* _WHAT YOU NEED TO DO_:
Skip the pictures and retype exactly the lines from the one holding "Find the green" through the end of the entries.

* _DATA_:
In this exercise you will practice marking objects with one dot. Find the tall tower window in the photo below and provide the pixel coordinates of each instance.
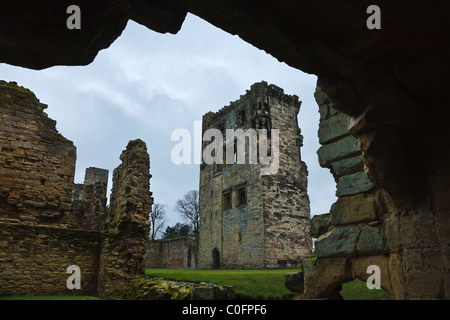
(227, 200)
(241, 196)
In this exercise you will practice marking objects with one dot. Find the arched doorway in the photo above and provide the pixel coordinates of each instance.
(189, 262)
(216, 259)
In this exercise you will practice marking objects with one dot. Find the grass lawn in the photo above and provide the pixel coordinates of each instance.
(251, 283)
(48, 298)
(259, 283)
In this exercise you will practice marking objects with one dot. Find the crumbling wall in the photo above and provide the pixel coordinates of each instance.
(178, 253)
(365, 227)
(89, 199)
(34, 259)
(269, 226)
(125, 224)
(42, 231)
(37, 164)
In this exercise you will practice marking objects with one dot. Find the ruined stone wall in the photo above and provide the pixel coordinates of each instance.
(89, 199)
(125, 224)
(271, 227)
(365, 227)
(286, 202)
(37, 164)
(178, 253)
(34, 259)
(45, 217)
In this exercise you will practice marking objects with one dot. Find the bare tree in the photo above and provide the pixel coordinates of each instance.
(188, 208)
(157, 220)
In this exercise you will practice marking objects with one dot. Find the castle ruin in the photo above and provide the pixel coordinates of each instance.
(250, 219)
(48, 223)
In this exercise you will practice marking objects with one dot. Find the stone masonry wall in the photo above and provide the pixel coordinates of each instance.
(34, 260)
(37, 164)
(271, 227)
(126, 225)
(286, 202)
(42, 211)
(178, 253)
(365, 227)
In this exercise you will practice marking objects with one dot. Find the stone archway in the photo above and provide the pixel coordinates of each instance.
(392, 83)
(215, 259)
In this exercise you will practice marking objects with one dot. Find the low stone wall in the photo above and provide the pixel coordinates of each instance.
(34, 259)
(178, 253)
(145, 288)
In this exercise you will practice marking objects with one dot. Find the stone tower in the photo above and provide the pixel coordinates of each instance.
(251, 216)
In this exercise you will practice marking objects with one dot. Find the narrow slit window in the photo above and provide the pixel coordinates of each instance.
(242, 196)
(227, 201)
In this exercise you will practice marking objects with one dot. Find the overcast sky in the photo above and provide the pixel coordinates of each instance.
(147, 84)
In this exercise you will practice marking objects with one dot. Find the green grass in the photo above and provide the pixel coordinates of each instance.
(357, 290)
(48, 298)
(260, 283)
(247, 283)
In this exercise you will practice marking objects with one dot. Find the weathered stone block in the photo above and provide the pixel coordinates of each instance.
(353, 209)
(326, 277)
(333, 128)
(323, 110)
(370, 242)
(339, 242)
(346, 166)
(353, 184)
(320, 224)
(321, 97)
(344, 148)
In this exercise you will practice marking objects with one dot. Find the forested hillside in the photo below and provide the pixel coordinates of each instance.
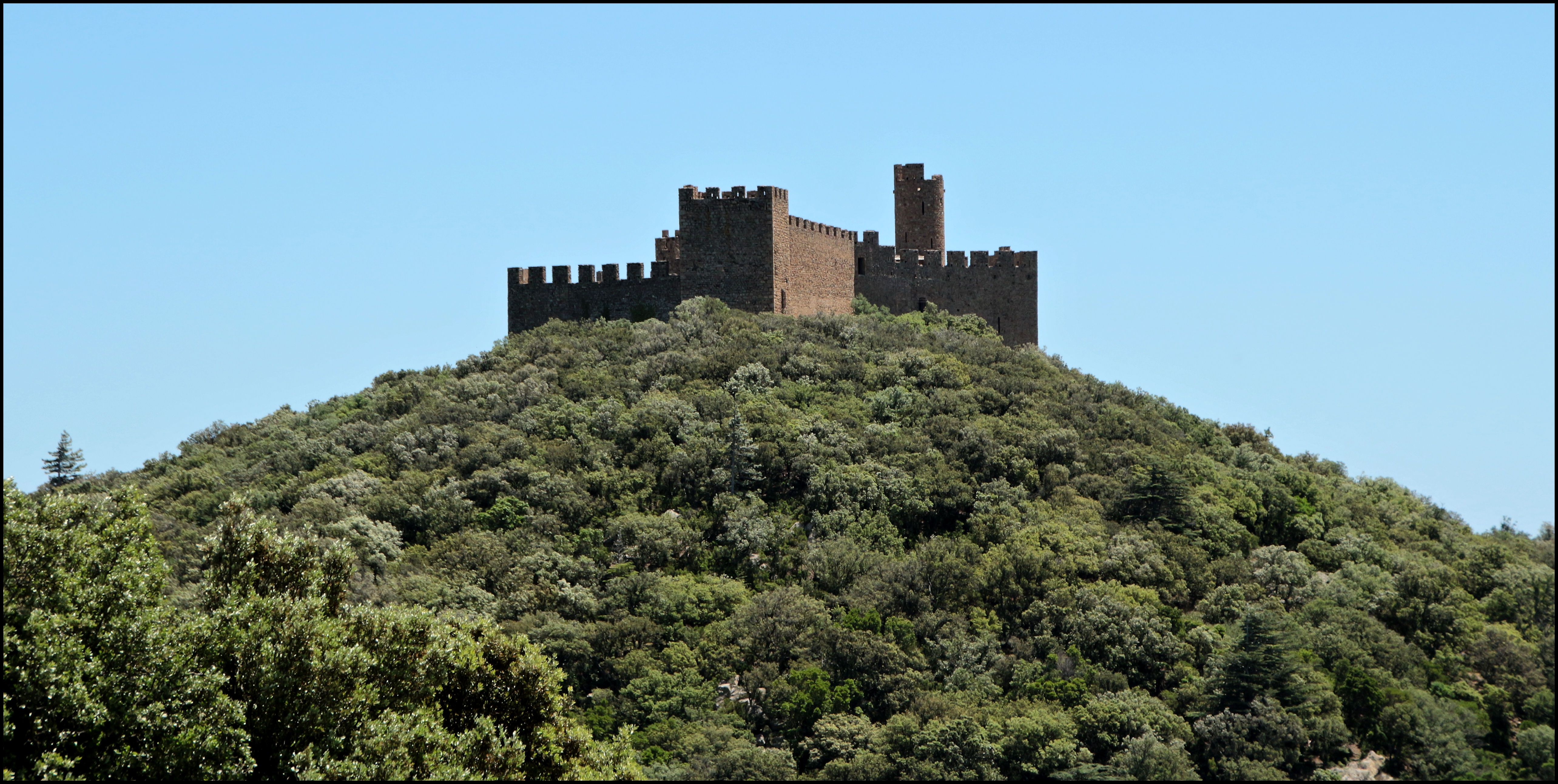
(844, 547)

* _OUTPUT OF THE EXERCISE_:
In this exercise you will practice marking objects with one dot. Find the green grass in the photo above and provide the pixel coordinates of each instance.
(357, 290)
(48, 298)
(260, 283)
(247, 283)
In this exercise you will practice marking objects with one dot. Find the weathered stone block in the photo above and provide the pixel coordinates of each instance.
(353, 209)
(326, 277)
(333, 128)
(323, 110)
(370, 242)
(339, 242)
(346, 166)
(353, 184)
(320, 224)
(321, 97)
(344, 148)
In this exercise you will practice marking objects with one dot. Find the forested hillside in the photo below and provide the pixel coordinates of each instance.
(844, 547)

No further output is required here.